● AIM: From the records below, pick out every line that contains the word "thigh" and copy each one.

● DATA ENTRIES:
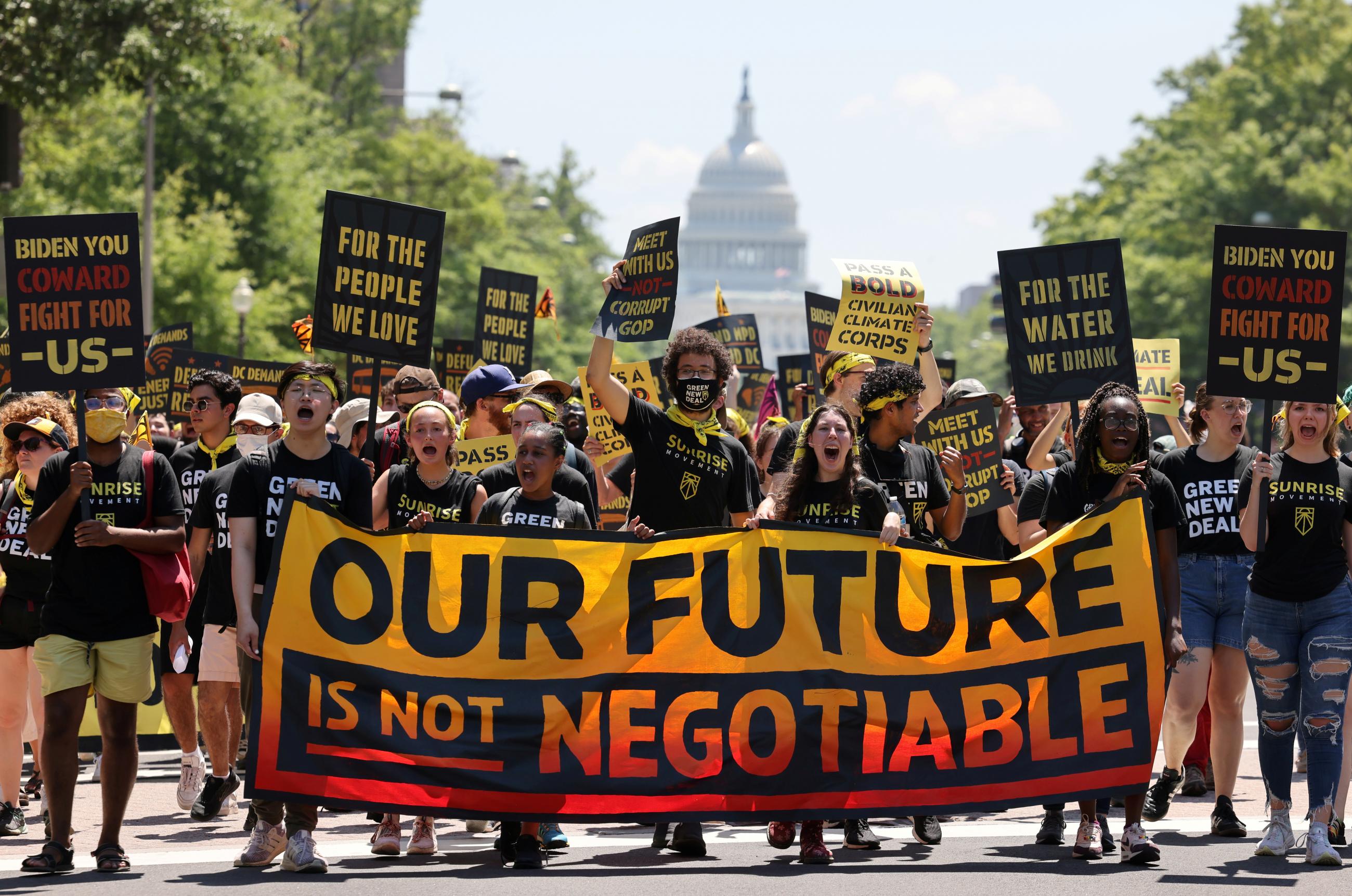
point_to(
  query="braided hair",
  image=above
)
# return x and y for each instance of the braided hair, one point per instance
(1086, 437)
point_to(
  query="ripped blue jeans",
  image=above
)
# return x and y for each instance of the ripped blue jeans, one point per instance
(1299, 656)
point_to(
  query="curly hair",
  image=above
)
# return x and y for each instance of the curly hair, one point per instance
(1086, 437)
(803, 472)
(26, 407)
(695, 341)
(887, 380)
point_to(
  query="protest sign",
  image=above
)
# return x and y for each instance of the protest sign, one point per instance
(644, 308)
(640, 380)
(567, 675)
(970, 429)
(877, 314)
(475, 456)
(75, 302)
(1067, 319)
(1158, 368)
(794, 369)
(160, 346)
(379, 269)
(506, 321)
(1277, 311)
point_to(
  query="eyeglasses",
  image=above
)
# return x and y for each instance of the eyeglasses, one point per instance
(1128, 422)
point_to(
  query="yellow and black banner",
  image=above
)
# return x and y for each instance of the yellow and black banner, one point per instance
(775, 673)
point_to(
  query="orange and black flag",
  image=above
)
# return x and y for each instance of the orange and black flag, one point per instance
(547, 308)
(305, 329)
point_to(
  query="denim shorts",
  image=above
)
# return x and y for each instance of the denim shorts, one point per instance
(1212, 603)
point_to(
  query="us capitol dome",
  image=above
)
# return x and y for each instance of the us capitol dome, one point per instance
(742, 230)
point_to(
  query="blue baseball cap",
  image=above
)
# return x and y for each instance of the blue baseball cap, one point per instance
(485, 382)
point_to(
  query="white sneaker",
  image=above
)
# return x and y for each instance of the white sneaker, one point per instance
(265, 843)
(302, 856)
(1137, 847)
(1317, 849)
(192, 775)
(1278, 837)
(387, 838)
(424, 841)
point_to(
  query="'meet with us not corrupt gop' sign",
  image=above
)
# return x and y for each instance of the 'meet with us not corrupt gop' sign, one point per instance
(75, 302)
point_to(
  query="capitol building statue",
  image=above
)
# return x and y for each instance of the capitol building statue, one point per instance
(742, 230)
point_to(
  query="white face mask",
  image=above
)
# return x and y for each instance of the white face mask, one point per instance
(249, 444)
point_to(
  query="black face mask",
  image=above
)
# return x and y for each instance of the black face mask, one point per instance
(694, 394)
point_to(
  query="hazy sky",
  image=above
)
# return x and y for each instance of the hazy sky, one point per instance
(929, 133)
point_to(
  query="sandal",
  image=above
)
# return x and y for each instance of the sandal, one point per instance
(110, 859)
(55, 859)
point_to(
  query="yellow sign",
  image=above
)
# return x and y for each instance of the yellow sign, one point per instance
(1158, 368)
(878, 308)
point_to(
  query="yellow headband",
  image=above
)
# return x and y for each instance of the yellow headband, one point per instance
(848, 362)
(545, 407)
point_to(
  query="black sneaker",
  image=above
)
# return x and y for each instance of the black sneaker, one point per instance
(1158, 798)
(1054, 829)
(214, 793)
(11, 821)
(860, 836)
(529, 856)
(1194, 783)
(927, 829)
(1225, 822)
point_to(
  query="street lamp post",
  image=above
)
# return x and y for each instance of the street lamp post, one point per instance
(242, 301)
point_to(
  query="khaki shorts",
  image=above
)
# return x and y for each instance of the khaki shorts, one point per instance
(120, 671)
(217, 658)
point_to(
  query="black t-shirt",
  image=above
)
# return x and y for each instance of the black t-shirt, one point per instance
(681, 483)
(912, 475)
(514, 509)
(1069, 500)
(1209, 492)
(209, 513)
(982, 536)
(29, 574)
(569, 483)
(1308, 504)
(260, 487)
(406, 497)
(96, 592)
(867, 510)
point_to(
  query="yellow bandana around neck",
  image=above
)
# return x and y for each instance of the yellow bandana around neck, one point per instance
(702, 427)
(545, 407)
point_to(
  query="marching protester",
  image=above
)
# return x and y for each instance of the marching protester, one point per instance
(306, 461)
(1298, 617)
(1112, 450)
(825, 488)
(96, 624)
(1215, 568)
(690, 472)
(213, 398)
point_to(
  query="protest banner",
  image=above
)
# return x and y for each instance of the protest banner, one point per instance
(794, 369)
(1158, 368)
(877, 313)
(1277, 310)
(505, 325)
(970, 429)
(1069, 326)
(744, 675)
(160, 346)
(75, 302)
(644, 308)
(379, 269)
(475, 456)
(639, 379)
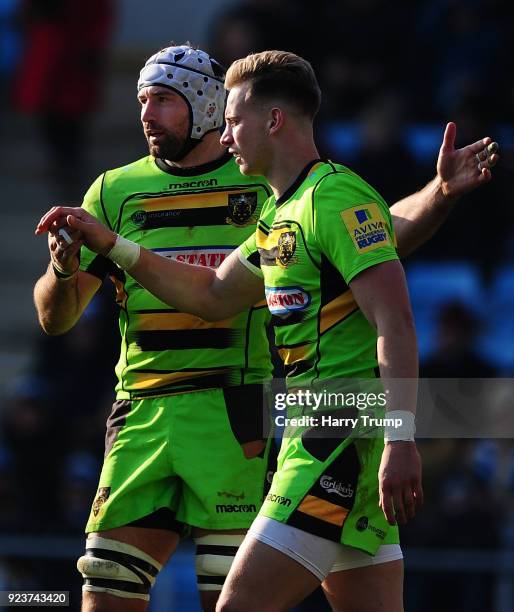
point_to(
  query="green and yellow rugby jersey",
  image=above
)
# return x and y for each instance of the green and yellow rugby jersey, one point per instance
(328, 226)
(196, 215)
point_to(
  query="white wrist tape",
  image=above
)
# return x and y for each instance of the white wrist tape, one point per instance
(124, 253)
(402, 426)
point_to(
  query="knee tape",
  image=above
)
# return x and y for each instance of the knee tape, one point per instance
(214, 556)
(110, 566)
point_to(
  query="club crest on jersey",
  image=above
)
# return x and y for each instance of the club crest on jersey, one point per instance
(139, 218)
(286, 249)
(367, 227)
(241, 207)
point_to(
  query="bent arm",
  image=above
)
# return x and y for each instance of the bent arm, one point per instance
(60, 303)
(210, 294)
(417, 217)
(381, 293)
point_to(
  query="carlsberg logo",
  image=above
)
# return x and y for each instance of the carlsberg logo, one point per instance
(332, 486)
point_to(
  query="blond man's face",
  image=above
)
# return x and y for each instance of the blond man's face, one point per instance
(245, 133)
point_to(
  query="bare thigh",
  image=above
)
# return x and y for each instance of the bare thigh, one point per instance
(263, 579)
(375, 588)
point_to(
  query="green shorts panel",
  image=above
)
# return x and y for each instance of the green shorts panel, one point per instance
(329, 487)
(177, 452)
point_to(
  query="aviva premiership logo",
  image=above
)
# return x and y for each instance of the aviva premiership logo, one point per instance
(367, 227)
(241, 207)
(286, 249)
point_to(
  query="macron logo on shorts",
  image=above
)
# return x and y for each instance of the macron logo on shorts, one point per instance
(221, 508)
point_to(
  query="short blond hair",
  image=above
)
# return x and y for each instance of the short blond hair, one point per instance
(278, 74)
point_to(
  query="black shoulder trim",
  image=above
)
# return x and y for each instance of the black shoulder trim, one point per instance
(101, 267)
(297, 182)
(102, 203)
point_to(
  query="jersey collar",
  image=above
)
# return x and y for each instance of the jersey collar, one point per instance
(193, 170)
(298, 181)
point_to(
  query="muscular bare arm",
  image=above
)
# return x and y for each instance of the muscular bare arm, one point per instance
(60, 303)
(417, 217)
(210, 294)
(381, 293)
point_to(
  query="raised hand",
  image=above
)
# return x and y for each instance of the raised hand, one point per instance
(462, 170)
(94, 234)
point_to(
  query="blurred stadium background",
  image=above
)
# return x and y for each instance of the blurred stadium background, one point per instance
(392, 75)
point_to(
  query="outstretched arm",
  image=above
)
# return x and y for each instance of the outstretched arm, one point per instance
(64, 291)
(210, 294)
(417, 217)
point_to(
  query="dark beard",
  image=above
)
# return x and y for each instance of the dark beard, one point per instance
(171, 149)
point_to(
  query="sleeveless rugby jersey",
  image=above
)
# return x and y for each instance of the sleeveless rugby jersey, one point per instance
(329, 226)
(196, 215)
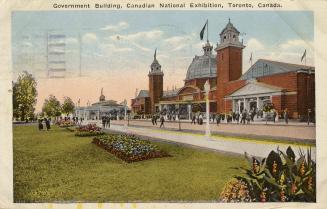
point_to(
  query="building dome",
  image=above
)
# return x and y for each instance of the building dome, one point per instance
(199, 68)
(102, 98)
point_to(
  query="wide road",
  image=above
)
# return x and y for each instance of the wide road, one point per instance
(222, 144)
(292, 131)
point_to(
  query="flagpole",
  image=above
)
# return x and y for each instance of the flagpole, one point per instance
(207, 31)
(305, 59)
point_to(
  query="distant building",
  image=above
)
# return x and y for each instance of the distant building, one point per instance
(99, 109)
(284, 85)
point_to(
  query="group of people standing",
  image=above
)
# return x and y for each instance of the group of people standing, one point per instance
(106, 121)
(155, 118)
(47, 122)
(78, 120)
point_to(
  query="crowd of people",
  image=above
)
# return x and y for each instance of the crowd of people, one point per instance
(244, 117)
(47, 122)
(106, 121)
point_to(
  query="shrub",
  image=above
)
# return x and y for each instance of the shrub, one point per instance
(88, 130)
(280, 177)
(235, 191)
(65, 123)
(128, 147)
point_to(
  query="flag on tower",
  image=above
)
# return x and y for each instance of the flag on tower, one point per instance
(304, 55)
(202, 31)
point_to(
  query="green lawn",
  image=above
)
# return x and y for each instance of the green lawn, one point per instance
(57, 166)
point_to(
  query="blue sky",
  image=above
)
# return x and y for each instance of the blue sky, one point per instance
(123, 42)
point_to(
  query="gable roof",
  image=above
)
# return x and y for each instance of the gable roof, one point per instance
(263, 67)
(143, 94)
(254, 87)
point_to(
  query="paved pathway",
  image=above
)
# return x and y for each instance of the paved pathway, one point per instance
(297, 132)
(224, 144)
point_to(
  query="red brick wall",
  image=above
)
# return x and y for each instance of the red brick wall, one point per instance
(199, 82)
(229, 68)
(155, 90)
(229, 104)
(291, 103)
(287, 81)
(277, 100)
(306, 93)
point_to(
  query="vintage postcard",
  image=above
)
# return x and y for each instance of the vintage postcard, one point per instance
(134, 104)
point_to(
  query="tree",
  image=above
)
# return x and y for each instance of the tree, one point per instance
(24, 96)
(68, 106)
(51, 107)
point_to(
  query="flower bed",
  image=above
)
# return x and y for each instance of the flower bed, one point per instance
(65, 123)
(88, 130)
(278, 178)
(128, 147)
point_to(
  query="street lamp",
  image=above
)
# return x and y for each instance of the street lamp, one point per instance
(207, 89)
(125, 111)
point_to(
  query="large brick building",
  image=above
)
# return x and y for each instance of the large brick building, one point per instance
(285, 85)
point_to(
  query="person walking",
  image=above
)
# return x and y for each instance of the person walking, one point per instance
(40, 125)
(103, 121)
(248, 117)
(200, 119)
(237, 117)
(162, 120)
(274, 115)
(155, 119)
(243, 117)
(286, 115)
(152, 120)
(108, 118)
(47, 124)
(193, 119)
(218, 118)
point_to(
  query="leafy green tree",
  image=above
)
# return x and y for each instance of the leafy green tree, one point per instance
(24, 96)
(51, 107)
(68, 106)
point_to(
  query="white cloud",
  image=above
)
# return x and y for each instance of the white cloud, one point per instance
(115, 28)
(296, 45)
(139, 40)
(254, 45)
(71, 40)
(27, 44)
(89, 38)
(289, 51)
(114, 48)
(143, 35)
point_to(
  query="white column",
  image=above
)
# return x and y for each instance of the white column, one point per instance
(208, 114)
(189, 110)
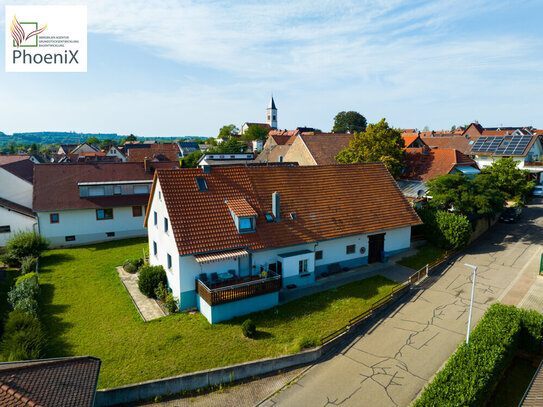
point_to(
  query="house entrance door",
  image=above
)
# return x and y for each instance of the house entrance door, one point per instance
(376, 246)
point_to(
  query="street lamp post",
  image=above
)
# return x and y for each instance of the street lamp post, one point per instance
(471, 304)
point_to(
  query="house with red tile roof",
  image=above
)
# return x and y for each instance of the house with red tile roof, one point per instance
(231, 237)
(83, 203)
(16, 179)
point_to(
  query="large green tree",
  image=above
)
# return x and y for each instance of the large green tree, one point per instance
(255, 132)
(509, 179)
(227, 130)
(349, 122)
(465, 195)
(379, 142)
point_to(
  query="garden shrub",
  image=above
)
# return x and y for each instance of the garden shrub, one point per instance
(171, 303)
(28, 264)
(248, 328)
(24, 244)
(23, 296)
(23, 338)
(473, 370)
(150, 277)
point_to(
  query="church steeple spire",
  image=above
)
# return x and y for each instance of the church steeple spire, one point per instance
(271, 114)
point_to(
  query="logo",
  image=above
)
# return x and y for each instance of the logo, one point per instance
(46, 38)
(19, 36)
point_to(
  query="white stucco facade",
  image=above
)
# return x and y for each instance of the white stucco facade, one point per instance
(86, 228)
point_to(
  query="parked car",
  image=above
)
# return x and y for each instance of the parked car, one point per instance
(538, 190)
(510, 215)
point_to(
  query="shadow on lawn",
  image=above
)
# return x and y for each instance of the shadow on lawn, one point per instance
(54, 326)
(280, 315)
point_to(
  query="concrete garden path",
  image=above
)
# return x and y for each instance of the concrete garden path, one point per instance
(147, 307)
(392, 362)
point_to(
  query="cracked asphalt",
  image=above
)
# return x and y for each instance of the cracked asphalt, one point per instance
(393, 360)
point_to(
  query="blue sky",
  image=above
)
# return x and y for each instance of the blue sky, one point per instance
(185, 68)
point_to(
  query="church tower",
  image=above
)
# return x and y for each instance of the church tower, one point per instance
(271, 114)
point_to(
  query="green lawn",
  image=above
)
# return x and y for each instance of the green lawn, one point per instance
(87, 311)
(427, 254)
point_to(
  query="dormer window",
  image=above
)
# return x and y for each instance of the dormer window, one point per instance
(246, 224)
(201, 182)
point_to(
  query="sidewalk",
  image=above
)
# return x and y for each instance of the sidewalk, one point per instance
(147, 307)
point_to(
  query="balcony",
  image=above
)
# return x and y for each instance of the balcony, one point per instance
(237, 289)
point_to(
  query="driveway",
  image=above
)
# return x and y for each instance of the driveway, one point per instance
(391, 363)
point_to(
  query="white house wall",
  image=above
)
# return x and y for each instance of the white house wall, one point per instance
(82, 224)
(165, 242)
(17, 223)
(15, 189)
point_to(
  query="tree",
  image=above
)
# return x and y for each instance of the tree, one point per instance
(232, 145)
(191, 159)
(464, 195)
(227, 130)
(378, 143)
(255, 132)
(509, 179)
(349, 122)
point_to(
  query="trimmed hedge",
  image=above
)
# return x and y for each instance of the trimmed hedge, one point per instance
(472, 371)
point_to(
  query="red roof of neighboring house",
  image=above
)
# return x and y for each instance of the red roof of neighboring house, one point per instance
(329, 201)
(325, 146)
(425, 166)
(56, 185)
(18, 165)
(62, 382)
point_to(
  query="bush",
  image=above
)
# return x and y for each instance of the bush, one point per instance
(23, 296)
(23, 338)
(130, 268)
(10, 260)
(472, 371)
(150, 277)
(24, 244)
(28, 264)
(248, 328)
(171, 303)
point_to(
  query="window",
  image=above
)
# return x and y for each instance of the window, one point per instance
(104, 214)
(201, 182)
(96, 191)
(141, 189)
(245, 224)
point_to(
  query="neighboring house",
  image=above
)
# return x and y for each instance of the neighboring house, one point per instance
(16, 178)
(187, 147)
(317, 149)
(425, 165)
(226, 159)
(50, 382)
(526, 150)
(231, 237)
(84, 203)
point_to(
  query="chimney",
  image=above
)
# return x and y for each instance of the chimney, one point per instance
(147, 164)
(275, 206)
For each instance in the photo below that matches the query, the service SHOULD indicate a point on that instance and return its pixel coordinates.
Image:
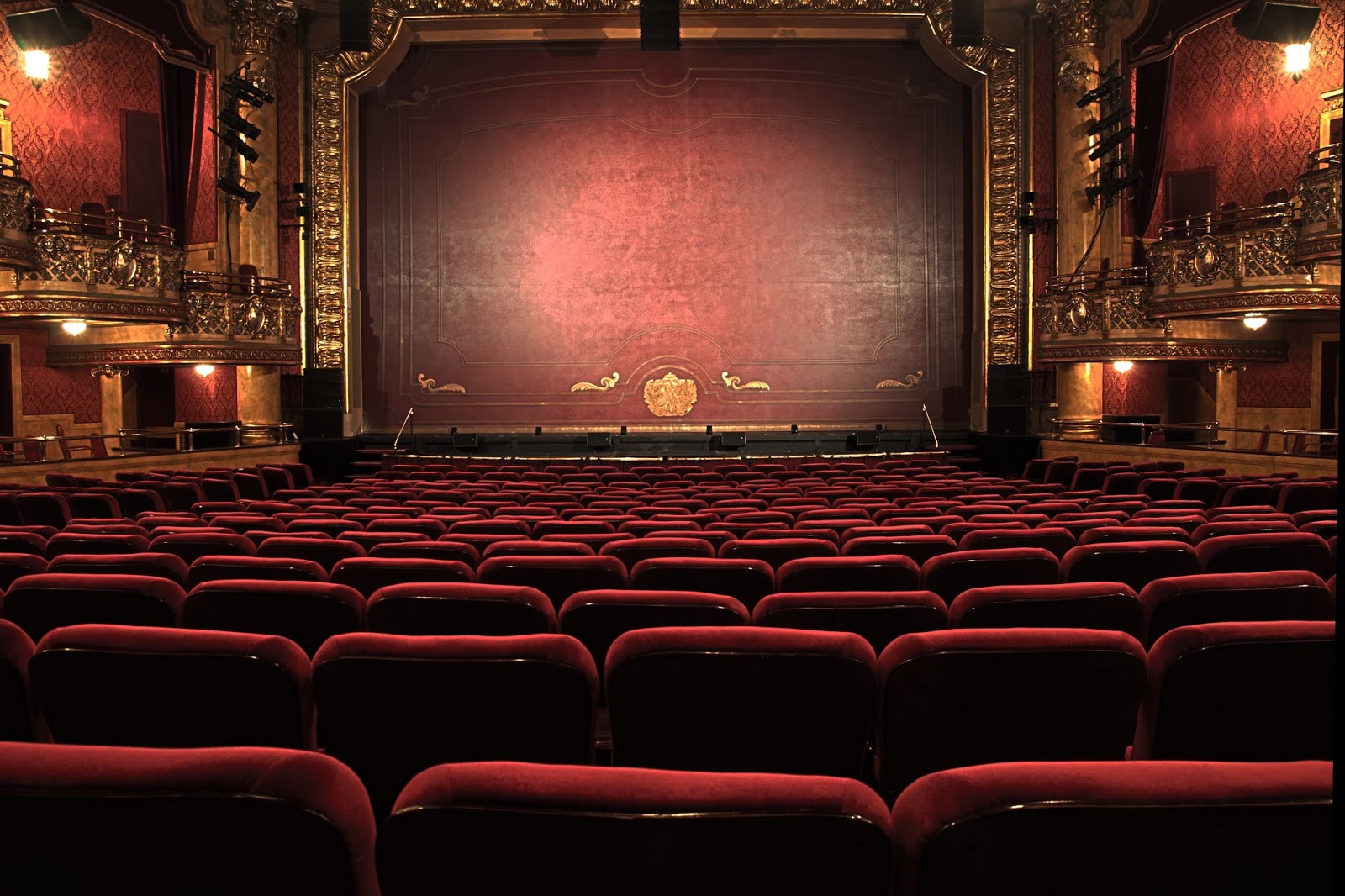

● REPLY TO THE EXERCISE:
  query="bare thigh",
# return x and y for each instance of the bare thigh, one point per instance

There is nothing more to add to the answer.